__PROBLEM 1__
In the Trump Show commentary, copy word for word the part that opens with the words containing "What Now For" and closes with "goodwill to men.".
__PROBLEM 2__
Decide whether each statement agrees with the Trump Show commentary: (a) On Christmas Eve, Trump claimed he had led the charge against an assault on the phrase "Merry Christmas." (b) The Fake News Awards were announced for the most accurate coverage. (c) The New York Times brought Harvey Weinstein's behavior into plain sight. Answer each with yes or no and quote the deciding words.
__PROBLEM 3__
According to the Trump Show commentary, why does the key takeaway from the book Fire and Fury hardly qualify as a revelation?

__SUPPLIED PASSAGE__
........
Paul Thomas

What Now For The Trump Show?

Jan 14, 2018 | Americana, Featured

Among the many things Donald Trump either doesn’t know or doesn’t care about is the Christmas message of peace on earth and goodwill to men.

On Christmas Eve, when normal people were wishing each other “Merry Christmas”, he took to Twitter to claim that he’d made it safe to use the words again: “People are proud to be saying Merry Christmas again. I am proud to have led the charge against the assault of (sic) our cherished and beautiful phrase.”

Apart from being spurious, this was a racist dog whistle directed at his base and their paranoid fixation that a coalition of otherness is hell-bent on imposing a multi-cultural, politically correct, godless tyranny on white, Christian, real America.

Silly season or not, the Trump Show must go on. Thus when most Americans were still digesting Christmas dinner, the President was back to work, doing what he does best and what may be the only part of the job he actually enjoys: spitting venom, sowing confusion and spreading alarm in 280 characters or less. He insulted Pakistan; he opened a new front in his war on the mainstream media by announcing the Fake News Awards for “the most dishonest and corrupt” coverage; and he upped the ante in his puerile but frightening game of nuclear brinkmanship and one-upmanship with North Korea’s Kim Jong-un, aka “Little Rocket Man,” crowing that the doomsday button on the White House desk is “much bigger and more powerful.”

These were just teasers to build anticipation for the new season’s premiere in which a muck-raking journalist brings out a warts and all expose and all hell breaks loose.

As has been pointed out, the key takeaway from Michael Woolf’s book Fire and Fury: Inside the Trump White House – that Trump is monumentally deficient in the attributes and qualities that one associates with the presidency – hardly qualifies as a revelation.

Indeed, there’s an echo here of movie mogul Harvey Weinstein’s exposure as a remorseless sexual predator. Until the New York Times ushered it into plain sight, Weinstein’s behaviour was widely known, largely ignored, assiduously covered up and enabled.  Only after the cat was out of the bag did the show business community sheepishly admit it had been common knowledge for years. Similarly, it was hardly a secret that Trump is unfit to be president: commentators across the political spectrum were pointing that out well before he secured the Republican nomination and have continued to do so, with mounting alarm, since he took office.
........
(Rows from a dataset)
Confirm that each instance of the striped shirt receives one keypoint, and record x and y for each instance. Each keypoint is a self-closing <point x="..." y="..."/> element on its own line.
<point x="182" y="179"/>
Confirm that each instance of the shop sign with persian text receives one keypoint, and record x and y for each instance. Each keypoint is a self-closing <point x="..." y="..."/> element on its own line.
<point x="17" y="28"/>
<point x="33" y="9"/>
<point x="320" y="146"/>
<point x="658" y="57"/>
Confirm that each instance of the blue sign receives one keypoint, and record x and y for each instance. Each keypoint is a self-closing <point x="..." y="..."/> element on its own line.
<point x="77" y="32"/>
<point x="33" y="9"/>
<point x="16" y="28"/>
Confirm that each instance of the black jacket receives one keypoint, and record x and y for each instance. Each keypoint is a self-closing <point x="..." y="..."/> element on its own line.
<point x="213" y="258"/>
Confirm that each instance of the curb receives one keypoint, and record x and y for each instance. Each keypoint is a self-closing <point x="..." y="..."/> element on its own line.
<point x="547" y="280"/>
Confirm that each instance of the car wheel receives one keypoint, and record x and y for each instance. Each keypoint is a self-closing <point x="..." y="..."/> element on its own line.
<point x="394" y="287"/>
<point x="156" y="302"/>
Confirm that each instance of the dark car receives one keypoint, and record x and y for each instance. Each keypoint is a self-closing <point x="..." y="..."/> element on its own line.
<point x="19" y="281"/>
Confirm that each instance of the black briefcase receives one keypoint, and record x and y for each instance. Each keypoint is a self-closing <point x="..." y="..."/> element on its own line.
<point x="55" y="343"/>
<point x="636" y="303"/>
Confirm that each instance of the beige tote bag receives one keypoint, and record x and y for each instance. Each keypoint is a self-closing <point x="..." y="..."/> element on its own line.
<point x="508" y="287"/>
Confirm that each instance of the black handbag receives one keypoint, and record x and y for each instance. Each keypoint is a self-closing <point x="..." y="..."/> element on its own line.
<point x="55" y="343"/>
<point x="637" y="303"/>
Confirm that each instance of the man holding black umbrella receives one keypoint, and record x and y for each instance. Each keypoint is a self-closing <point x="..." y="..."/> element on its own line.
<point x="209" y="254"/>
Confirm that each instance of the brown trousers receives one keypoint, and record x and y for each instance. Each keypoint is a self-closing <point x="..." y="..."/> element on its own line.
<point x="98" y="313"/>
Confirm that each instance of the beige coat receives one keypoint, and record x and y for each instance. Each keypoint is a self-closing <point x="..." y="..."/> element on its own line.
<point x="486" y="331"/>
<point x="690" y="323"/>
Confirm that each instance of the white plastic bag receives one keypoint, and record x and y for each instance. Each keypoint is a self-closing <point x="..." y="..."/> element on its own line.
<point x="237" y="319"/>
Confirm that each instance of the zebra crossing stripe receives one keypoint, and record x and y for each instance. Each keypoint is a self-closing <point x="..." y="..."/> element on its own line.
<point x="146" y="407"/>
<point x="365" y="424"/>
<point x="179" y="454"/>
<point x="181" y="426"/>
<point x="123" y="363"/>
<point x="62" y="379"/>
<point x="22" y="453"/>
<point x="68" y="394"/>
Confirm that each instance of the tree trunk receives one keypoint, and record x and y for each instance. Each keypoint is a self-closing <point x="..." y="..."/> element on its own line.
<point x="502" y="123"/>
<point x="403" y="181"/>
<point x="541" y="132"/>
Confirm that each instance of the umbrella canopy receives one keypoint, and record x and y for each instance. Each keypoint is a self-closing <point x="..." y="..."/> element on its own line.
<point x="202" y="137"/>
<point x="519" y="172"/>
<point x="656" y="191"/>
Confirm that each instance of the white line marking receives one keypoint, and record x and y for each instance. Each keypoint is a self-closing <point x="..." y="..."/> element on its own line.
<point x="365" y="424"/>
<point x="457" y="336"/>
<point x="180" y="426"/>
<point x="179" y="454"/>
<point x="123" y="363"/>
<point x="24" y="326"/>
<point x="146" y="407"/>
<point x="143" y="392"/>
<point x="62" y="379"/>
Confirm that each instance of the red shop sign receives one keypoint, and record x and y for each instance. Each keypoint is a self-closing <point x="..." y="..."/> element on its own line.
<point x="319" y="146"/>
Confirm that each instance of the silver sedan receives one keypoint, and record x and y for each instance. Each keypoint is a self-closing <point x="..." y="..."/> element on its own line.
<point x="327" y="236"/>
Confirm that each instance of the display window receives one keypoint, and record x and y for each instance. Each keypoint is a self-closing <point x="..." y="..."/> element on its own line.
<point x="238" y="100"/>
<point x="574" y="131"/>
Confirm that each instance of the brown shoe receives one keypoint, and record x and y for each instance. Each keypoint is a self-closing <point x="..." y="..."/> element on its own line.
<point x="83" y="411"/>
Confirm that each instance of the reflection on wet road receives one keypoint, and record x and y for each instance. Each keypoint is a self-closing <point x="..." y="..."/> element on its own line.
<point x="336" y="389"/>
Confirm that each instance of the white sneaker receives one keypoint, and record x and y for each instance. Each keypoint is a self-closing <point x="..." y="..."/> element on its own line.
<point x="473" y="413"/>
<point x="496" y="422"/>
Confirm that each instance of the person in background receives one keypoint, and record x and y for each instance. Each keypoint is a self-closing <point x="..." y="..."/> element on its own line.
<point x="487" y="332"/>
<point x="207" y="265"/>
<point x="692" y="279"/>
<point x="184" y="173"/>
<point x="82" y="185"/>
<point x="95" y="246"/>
........
__FULL OUTPUT 1__
What Now For The Trump Show?

Jan 14, 2018 | Americana, Featured

Among the many things Donald Trump either doesn’t know or doesn’t care about is the Christmas message of peace on earth and goodwill to men.

__FULL OUTPUT 2__
(a) Yes: "I am proud to have led the charge against the assault of (sic) our cherished and beautiful phrase."
(b) No: "the Fake News Awards for “the most dishonest and corrupt” coverage"
(c) Yes: "Until the New York Times ushered it into plain sight"

__FULL OUTPUT 3__
It was hardly a secret that Trump is unfit to be president. Commentators across the political spectrum had pointed that out well before he secured the Republican nomination, and they have kept doing so with mounting alarm since he took office.